- **Stated task**
Can you reproduce the lines below, replacing every "put a dot on each instance" with "mark every instance with a point" and leaving everything else unchanged?

• • •

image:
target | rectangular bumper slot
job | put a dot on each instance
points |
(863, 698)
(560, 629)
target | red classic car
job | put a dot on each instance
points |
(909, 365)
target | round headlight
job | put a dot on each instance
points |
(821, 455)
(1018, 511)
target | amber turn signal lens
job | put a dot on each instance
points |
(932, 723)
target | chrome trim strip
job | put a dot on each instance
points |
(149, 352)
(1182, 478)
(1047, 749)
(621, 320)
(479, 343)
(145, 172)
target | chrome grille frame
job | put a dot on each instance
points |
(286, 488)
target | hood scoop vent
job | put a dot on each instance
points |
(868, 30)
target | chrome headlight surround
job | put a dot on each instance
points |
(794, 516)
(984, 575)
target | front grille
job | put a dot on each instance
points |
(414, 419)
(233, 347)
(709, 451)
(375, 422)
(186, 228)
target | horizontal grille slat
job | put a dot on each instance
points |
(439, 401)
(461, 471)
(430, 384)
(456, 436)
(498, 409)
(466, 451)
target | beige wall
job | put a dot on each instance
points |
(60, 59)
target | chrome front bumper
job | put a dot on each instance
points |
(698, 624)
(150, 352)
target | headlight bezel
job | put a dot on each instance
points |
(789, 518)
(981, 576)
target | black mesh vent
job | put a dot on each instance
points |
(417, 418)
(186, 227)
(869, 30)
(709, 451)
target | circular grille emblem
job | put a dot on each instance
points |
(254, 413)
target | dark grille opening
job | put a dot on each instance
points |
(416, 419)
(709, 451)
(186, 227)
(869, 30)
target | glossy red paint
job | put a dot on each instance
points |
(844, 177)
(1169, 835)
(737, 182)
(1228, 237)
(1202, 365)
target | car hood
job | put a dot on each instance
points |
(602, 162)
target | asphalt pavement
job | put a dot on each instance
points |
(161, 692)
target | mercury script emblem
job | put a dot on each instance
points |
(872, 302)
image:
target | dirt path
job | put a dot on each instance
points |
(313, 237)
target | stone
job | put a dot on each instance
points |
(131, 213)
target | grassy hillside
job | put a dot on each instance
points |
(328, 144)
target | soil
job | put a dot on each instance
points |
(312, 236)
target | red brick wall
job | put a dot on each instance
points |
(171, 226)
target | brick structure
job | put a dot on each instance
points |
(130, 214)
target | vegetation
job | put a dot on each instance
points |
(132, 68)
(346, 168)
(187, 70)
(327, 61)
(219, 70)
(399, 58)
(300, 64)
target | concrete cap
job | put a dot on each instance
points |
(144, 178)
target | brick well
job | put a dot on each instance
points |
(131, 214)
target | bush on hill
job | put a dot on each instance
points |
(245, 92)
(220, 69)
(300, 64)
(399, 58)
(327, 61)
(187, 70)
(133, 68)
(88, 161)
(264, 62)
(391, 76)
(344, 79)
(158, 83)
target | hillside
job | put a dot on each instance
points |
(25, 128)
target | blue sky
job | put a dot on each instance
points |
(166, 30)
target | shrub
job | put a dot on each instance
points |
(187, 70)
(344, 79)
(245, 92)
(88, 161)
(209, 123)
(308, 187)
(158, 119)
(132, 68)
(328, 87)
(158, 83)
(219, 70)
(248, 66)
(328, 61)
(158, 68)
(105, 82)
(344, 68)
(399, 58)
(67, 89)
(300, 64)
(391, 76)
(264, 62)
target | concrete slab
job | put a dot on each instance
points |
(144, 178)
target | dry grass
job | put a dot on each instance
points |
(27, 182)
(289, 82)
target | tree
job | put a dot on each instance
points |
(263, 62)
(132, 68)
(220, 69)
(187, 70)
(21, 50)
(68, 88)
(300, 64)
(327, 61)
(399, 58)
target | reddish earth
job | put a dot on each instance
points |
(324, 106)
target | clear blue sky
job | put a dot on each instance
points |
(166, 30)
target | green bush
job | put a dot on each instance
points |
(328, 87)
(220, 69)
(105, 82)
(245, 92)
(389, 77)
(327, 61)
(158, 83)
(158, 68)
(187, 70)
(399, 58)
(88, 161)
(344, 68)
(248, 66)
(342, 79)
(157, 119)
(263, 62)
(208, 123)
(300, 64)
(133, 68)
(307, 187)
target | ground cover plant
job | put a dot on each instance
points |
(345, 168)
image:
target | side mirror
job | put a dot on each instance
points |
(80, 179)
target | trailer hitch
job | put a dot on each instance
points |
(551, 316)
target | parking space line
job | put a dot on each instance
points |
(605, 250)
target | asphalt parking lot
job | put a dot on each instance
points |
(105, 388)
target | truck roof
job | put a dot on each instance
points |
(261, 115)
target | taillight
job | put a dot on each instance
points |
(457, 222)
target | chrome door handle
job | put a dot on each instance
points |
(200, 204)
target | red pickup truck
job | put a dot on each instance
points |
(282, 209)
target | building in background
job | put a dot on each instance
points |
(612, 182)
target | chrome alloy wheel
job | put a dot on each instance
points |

• • •

- **Problem solution**
image:
target | rectangular bumper slot
job | mark every instance with a point
points |
(863, 698)
(560, 629)
target | red classic car
job | mark every instance with a point
points |
(909, 365)
target | round headlight
job | mark every instance with a point
points |
(821, 455)
(1018, 511)
target | amber turn signal lens
job | mark every instance with a point
points |
(932, 723)
target | chrome trim strip
job | mark every instance with a point
points |
(149, 352)
(1182, 478)
(1047, 749)
(621, 320)
(479, 343)
(145, 172)
target | chrome grille frame
job | mark every instance with a point
points |
(286, 488)
target | hood scoop vent
job | mark every instance with a point
points |
(868, 30)
target | chrome headlight surround
job | mark every instance with a point
points |
(794, 516)
(984, 575)
target | front grille
job | mark every instance with a point
points |
(414, 419)
(233, 347)
(709, 451)
(375, 422)
(186, 228)
target | horizontal grille slat
job | mark every instance with a point
points |
(439, 401)
(461, 471)
(430, 384)
(456, 436)
(498, 409)
(466, 451)
target | beige wall
job | mark every instance with a point
points |
(60, 59)
target | chrome front bumper
job | mark every instance with a point
points |
(698, 624)
(150, 352)
target | headlight bezel
job | mark every instance with a point
points |
(789, 518)
(981, 576)
target | black mesh vent
job | mark every instance with a point
points |
(417, 418)
(186, 227)
(869, 30)
(709, 451)
target | circular grille emblem
job | mark every instance with a point
points |
(254, 413)
target | dark grille opening
job | mark every instance with a point
points |
(416, 419)
(709, 451)
(186, 227)
(869, 30)
target | glossy red paint
job | mark every instance with a point
points |
(844, 177)
(1169, 835)
(737, 182)
(1228, 237)
(1202, 365)
target | car hood
job | mark every instance with a point
points |
(602, 162)
target | asphalt pavement
job | mark every instance with a point
points |
(161, 692)
target | mercury script emblem
job | mark every instance with a point
points |
(872, 302)
image:
target | dirt path
job | mark every instance with a point
points |
(313, 237)
target | stone
job | mark every instance with a point
points |
(131, 213)
target | grassy hillside
job | mark every instance with a point
points |
(328, 144)
target | soil
job | mark every instance with a point
points |
(312, 236)
target | red brick wall
job | mark every instance with a point
points |
(171, 226)
target | brick structure
job | mark every instance with a point
points |
(130, 214)
target | vegetation
job | mark every instance with a point
points |
(132, 68)
(346, 168)
(187, 70)
(327, 61)
(219, 70)
(399, 58)
(300, 64)
target | concrete cap
job | mark every instance with a point
points |
(144, 178)
target | brick well
job | mark every instance with a point
points |
(131, 214)
target | bush on hill
job | mark every instance with a point
points |
(245, 92)
(220, 69)
(300, 64)
(399, 58)
(327, 61)
(187, 70)
(133, 68)
(88, 161)
(264, 62)
(391, 76)
(344, 79)
(158, 83)
target | hillside
job | mark every instance with a point
points |
(25, 128)
target | blue sky
job | mark every instance with a point
points |
(166, 30)
target | shrub
job | mark every instance with a point
points |
(187, 70)
(344, 79)
(245, 92)
(88, 161)
(209, 123)
(308, 187)
(158, 119)
(132, 68)
(328, 87)
(158, 83)
(219, 70)
(248, 66)
(328, 61)
(158, 68)
(105, 82)
(344, 68)
(399, 58)
(67, 89)
(300, 64)
(391, 76)
(264, 62)
target | concrete slab
job | mark every instance with a point
points |
(144, 178)
target | dry grass
job | mark every instance with a point
points |
(27, 182)
(289, 82)
target | tree
job | mark every instance with a point
points |
(263, 62)
(132, 68)
(220, 69)
(187, 70)
(21, 50)
(68, 88)
(300, 64)
(327, 61)
(399, 58)
target | reddish earth
job | mark every instance with a point
points |
(324, 106)
target | clear blue sky
job | mark every instance with a point
points |
(166, 30)
target | green bush
job | mark every instance with a point
points |
(328, 87)
(220, 69)
(105, 82)
(245, 92)
(389, 77)
(327, 61)
(158, 83)
(158, 68)
(187, 70)
(399, 58)
(88, 161)
(344, 68)
(248, 66)
(342, 79)
(157, 119)
(263, 62)
(208, 123)
(300, 64)
(133, 68)
(307, 187)
target | ground cover plant
job | mark every instance with a point
points |
(345, 168)
image:
target | side mirror
job | mark every instance with a point
points |
(80, 179)
target | trailer hitch
job | mark every instance with a point
points |
(551, 316)
target | parking space line
job | mark every instance with a point
points |
(605, 250)
target | asphalt parking lot
job | mark every instance with a point
points |
(105, 388)
target | truck roof
job | mark every instance with a point
points |
(261, 115)
target | taillight
job | mark every instance with a point
points |
(457, 222)
target | chrome door handle
job | mark every instance with a point
points |
(200, 204)
target | red pickup truck
job | mark every instance with a point
points |
(282, 209)
target | building in background
job | mark every instance with a point
points |
(612, 182)
target | chrome alloy wheel
job | mark every instance with a point
points |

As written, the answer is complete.